Stored data entries
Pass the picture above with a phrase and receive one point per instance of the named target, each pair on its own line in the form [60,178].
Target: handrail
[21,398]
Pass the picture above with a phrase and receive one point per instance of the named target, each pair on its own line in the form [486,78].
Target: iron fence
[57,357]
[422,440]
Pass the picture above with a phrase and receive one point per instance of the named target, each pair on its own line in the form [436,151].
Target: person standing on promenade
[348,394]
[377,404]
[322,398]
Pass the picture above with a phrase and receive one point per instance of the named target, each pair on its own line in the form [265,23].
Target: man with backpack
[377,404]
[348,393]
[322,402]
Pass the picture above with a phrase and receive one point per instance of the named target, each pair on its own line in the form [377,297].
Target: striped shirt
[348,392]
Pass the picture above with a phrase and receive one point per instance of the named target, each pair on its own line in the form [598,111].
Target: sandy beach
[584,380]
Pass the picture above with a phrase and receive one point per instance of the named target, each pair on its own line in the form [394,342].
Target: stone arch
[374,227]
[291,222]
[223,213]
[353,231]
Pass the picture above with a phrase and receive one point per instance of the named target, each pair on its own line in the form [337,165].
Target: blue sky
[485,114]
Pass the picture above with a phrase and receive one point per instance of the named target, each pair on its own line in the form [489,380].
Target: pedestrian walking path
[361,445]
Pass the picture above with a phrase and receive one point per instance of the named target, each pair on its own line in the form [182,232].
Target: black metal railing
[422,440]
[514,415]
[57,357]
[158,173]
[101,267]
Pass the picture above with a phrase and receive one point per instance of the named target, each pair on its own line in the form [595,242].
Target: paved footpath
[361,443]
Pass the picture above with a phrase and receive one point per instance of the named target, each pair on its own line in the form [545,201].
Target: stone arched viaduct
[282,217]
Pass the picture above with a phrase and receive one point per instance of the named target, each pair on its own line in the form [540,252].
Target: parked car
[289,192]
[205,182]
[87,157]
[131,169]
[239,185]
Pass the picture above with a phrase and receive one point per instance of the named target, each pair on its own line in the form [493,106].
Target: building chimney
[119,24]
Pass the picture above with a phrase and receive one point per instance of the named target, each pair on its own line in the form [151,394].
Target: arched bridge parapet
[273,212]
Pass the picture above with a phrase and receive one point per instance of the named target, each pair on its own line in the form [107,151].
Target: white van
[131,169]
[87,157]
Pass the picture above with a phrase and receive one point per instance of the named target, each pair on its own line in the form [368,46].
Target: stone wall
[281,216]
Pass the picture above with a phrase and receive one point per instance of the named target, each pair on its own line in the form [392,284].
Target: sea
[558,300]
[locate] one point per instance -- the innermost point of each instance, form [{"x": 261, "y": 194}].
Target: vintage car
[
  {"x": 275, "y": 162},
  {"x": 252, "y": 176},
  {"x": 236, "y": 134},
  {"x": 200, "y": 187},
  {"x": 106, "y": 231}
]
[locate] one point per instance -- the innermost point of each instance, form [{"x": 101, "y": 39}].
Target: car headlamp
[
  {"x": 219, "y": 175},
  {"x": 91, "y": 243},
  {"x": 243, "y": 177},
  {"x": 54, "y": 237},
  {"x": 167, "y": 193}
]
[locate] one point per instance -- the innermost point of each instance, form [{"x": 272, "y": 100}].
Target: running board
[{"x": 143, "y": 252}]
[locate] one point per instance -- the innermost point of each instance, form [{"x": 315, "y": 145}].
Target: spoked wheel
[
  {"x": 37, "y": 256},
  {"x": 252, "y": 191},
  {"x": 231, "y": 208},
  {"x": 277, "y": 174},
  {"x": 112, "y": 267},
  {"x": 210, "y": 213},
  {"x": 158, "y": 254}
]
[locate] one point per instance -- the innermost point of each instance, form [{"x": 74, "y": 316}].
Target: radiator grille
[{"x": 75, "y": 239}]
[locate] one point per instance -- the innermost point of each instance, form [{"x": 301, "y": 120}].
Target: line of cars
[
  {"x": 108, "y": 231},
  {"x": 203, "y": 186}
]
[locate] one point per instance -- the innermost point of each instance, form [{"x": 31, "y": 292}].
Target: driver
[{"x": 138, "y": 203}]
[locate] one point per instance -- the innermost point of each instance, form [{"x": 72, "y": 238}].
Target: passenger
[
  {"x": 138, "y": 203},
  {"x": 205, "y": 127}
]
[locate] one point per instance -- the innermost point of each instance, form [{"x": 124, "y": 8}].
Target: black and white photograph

§ **Assignment**
Whenever the string "innermost" shows up in a line of the entries, copy that line.

§ **Answer space**
[locate] one point per instance -- the innermost point of each instance, form [{"x": 261, "y": 194}].
[locate] one point per instance -- the innermost point of each instance, form [{"x": 101, "y": 39}].
[locate] one point per instance -- the innermost point of each instance, form [{"x": 272, "y": 100}].
[locate] one point per instance -- the innermost point of each instance, form [{"x": 315, "y": 145}].
[locate] one point per instance -- the innermost point of each instance, form [{"x": 74, "y": 316}].
[locate] one point per instance -- the innermost point of each instance, form [{"x": 301, "y": 120}].
[locate] one point per instance -- the innermost point of each instance, form [{"x": 31, "y": 292}].
[locate] one point per instance -- the innermost point of each instance, form [{"x": 72, "y": 238}].
[locate] one point per instance -- the innermost point of each instance, form [{"x": 124, "y": 8}].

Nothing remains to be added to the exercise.